- Reading passage:
-*-*-
Church officials said yesterday they learned of the second suit against Cummings on Sept. 13.

That coincides with the date Foster was suspended for a second time by the church. (He had been suspended and reinstated earlier in the process.) But the church never announced the fact of the second suit naming Cummings.

A church official, the Rev. Christopher R. Coyne, said yesterday, ``it would be wrong to conclude'' the second suit was not reviewed as part of the church's probe.

The suit was filed by a Somerville man alleging he was molested by Cummings in 1982, at age 10.

The church has refused to make public any aspect of the review process it uses to assess the validity of clergy abuse claims. Coyne stood by the reinstatement of Foster despite calls by victims' rights groups - reiterated strongly yesterday as word of the second Cummings suit spread - to take a fresh look at the case.

``The facts of Mr. Edwards' charges against Monsignor Foster stand or fall on their own weight,'' he said. ``They were thoroughly investigated by the Archdiocesan Review Board and the determination was made that the allegations lacked credibility and substance.''

Carmen L. Durso, who is representing Edwards now, disagreed. ``I always felt strongly about Paul's credibility,'' he said. ``But I am pleased to see there is evidence other people can now cite to support their own defenses of him.''

Durso and other lawyers said yesterday a key credibility test for allegations are charges by other accusers. Durso said the second suit adds substance to Edwards' abuse claims because the accuser, a John Doe, came forward quietly before Edwards made his claims.

Victims' advocates have rallied to Edwards because they feel he was maligned and see his treatment as a test case of the church's commitment to probing its clerics.
-*-*-
- Task objective: Write out word for word everything in the news passage about the church's handling of the abuse suits from "That coincides with" down to "1982, at age 10.".
-*-*-
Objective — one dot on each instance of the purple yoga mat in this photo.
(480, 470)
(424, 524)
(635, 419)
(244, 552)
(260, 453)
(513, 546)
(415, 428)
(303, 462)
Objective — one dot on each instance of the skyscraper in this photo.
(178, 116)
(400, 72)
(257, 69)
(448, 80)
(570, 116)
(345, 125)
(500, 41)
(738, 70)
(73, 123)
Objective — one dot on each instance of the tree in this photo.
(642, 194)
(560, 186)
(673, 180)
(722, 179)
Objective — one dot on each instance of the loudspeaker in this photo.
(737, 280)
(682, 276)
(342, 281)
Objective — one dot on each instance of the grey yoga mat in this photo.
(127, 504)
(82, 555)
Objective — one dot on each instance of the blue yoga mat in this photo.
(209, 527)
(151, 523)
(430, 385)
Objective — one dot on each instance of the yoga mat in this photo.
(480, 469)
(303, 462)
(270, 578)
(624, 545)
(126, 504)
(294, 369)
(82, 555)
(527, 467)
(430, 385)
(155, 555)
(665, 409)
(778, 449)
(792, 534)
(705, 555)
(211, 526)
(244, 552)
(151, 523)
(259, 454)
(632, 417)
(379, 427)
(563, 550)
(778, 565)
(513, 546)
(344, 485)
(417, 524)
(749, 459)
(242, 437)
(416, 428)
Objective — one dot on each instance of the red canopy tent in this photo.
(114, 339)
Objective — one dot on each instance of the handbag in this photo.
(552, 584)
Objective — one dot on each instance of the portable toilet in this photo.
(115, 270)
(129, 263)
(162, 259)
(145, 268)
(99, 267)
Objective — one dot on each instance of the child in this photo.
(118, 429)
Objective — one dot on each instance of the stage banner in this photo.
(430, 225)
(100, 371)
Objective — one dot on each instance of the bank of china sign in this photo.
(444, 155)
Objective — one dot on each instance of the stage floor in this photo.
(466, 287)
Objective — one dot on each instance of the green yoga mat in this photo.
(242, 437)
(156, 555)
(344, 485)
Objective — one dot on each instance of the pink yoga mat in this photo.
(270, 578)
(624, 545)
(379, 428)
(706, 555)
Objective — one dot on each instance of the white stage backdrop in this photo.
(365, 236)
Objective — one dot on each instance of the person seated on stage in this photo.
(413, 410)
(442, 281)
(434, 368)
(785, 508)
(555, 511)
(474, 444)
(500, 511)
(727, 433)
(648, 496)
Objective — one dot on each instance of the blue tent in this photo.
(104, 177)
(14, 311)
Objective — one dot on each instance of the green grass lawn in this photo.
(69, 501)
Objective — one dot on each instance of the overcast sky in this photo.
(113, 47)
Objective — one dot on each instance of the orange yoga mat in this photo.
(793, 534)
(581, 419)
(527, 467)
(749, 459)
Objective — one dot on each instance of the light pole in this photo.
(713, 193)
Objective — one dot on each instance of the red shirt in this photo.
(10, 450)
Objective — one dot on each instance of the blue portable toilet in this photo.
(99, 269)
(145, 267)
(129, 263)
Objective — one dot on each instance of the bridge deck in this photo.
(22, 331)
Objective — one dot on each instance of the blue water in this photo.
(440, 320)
-*-*-
- Response to this exercise:
That coincides with the date Foster was suspended for a second time by the church. (He had been suspended and reinstated earlier in the process.) But the church never announced the fact of the second suit naming Cummings.

A church official, the Rev. Christopher R. Coyne, said yesterday, ``it would be wrong to conclude'' the second suit was not reviewed as part of the church's probe.

The suit was filed by a Somerville man alleging he was molested by Cummings in 1982, at age 10.